>> start Supplied passage
Remembrance from Ron Bowyer - Lifelong Friend

December 9, 2014

 

I first met Roger in 1948, when we were both new boys at Wesley College.  A large group of the boys in our class already knew each other from the local South Perth Primary School, so as “foreigners”, Roger and I were more or less thrown together.  We also invariably shared the same bus when travelling from the city to the school in South Perth.

I hadn't realised at the time that Roger was a year younger than me, being a mere 11 years old at the start of that school year.

It was when we started doing some chemistry that Roger's already amazing knowledge of the subject drew my astonished attention.  This led rapidly to an interest and enthusiasm marked by us spending a lot of our spare time on chemical “experiments”, which typically for boys of that age, focussed on flashes of light, minor explosions – and smells.  The necessary chemicals were readily available at that time to any who knew their way around naming systems, and the various common names for chemicals used in pest control, and gardening in general.  Of course charcoal, a necessary ingredient for our “black powder”, could be readily produced at home!  I'll refrain from detailing some of the surprises we caused, but needless to say they engendered in us an increased degree of caution when trialling things in public!!

The other thing I remember most about Roger at school was his musical ability.  Particularly in our final year, he would aim for the piano in the main hall at lunch time, armed only with a scrap of paper on which he had written down the items he was going to play. Sonatas, symphonies, many themes which I recognised but would not have been able to name – these all were played beautifully from memory, usually to just a small group of fellow students who were in awe of this talent.  Afterwards, if I started whistling one of the passages he had just played, he would invariably stop me, point out that I was in the wrong key, and whistle the tune correctly.  He had perfect pitch!
>> end Supplied passage
According to the remembrance, in what year did the writer first meet Roger?
>> start Record extracts
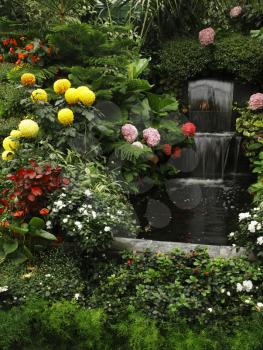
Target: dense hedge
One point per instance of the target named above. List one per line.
(65, 325)
(236, 55)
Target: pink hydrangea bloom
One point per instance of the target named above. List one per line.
(129, 132)
(151, 136)
(137, 144)
(207, 36)
(256, 101)
(235, 11)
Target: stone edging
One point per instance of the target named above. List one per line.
(139, 246)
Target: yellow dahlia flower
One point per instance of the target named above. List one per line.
(28, 128)
(8, 155)
(39, 95)
(61, 86)
(72, 96)
(16, 133)
(10, 144)
(86, 96)
(28, 79)
(65, 116)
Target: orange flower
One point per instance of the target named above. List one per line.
(29, 47)
(35, 58)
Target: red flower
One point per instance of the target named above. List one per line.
(167, 149)
(177, 152)
(18, 213)
(44, 211)
(37, 191)
(188, 129)
(5, 42)
(29, 47)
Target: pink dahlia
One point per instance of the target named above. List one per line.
(235, 11)
(188, 129)
(207, 36)
(256, 101)
(129, 132)
(151, 136)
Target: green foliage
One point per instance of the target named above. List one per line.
(235, 54)
(54, 276)
(178, 286)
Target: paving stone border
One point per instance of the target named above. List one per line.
(139, 246)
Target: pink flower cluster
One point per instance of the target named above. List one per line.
(207, 36)
(256, 101)
(235, 11)
(151, 136)
(188, 129)
(129, 132)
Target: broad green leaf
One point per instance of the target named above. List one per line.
(10, 246)
(36, 224)
(137, 67)
(45, 234)
(160, 104)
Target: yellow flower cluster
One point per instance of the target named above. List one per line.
(72, 96)
(27, 128)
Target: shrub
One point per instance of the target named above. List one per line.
(188, 287)
(237, 55)
(54, 276)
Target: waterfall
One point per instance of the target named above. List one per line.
(210, 103)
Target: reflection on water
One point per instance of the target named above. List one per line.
(193, 210)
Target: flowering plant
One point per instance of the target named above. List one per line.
(250, 232)
(23, 50)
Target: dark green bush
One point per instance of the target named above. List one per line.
(54, 276)
(190, 287)
(241, 56)
(235, 55)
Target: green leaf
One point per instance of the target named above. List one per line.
(10, 246)
(161, 104)
(36, 224)
(18, 229)
(46, 235)
(137, 67)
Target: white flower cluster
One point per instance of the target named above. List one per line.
(254, 226)
(246, 286)
(3, 289)
(243, 216)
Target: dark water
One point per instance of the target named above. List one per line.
(202, 205)
(193, 210)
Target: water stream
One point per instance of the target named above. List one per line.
(202, 205)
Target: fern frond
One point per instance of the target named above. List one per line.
(127, 151)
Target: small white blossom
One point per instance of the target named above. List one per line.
(77, 296)
(243, 216)
(247, 285)
(239, 287)
(252, 226)
(87, 193)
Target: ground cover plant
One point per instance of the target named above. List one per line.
(89, 116)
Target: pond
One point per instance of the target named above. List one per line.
(203, 203)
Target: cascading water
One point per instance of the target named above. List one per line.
(202, 205)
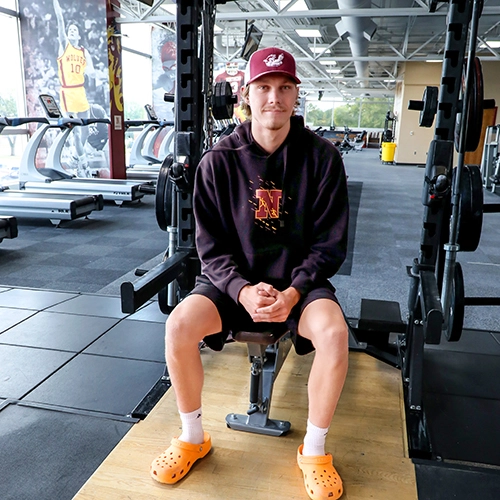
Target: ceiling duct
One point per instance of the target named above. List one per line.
(359, 31)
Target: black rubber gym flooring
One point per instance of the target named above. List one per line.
(73, 367)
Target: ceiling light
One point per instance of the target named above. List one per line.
(170, 8)
(309, 33)
(300, 5)
(318, 49)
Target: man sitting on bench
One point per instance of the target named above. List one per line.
(271, 209)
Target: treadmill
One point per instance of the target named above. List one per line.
(143, 164)
(55, 207)
(55, 176)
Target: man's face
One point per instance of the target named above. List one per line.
(73, 33)
(272, 99)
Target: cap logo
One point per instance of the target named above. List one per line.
(273, 61)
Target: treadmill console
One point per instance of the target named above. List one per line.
(50, 106)
(151, 112)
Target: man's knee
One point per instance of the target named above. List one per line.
(192, 320)
(333, 338)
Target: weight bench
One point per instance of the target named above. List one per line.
(267, 351)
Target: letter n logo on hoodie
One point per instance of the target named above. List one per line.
(269, 202)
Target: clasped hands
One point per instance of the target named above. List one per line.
(266, 304)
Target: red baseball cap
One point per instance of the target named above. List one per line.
(271, 60)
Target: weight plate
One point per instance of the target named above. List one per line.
(164, 194)
(474, 121)
(222, 107)
(457, 306)
(471, 208)
(430, 100)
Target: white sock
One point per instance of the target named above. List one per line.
(314, 441)
(192, 429)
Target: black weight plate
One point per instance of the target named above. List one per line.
(457, 306)
(164, 194)
(471, 208)
(430, 100)
(222, 107)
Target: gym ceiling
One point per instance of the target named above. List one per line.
(359, 48)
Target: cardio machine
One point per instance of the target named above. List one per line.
(55, 176)
(143, 162)
(42, 205)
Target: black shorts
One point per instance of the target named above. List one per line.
(235, 318)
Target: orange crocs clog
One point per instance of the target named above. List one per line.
(177, 460)
(321, 479)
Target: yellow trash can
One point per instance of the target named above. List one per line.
(388, 151)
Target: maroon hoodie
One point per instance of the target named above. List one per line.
>> end Record extracts
> **Expected answer**:
1948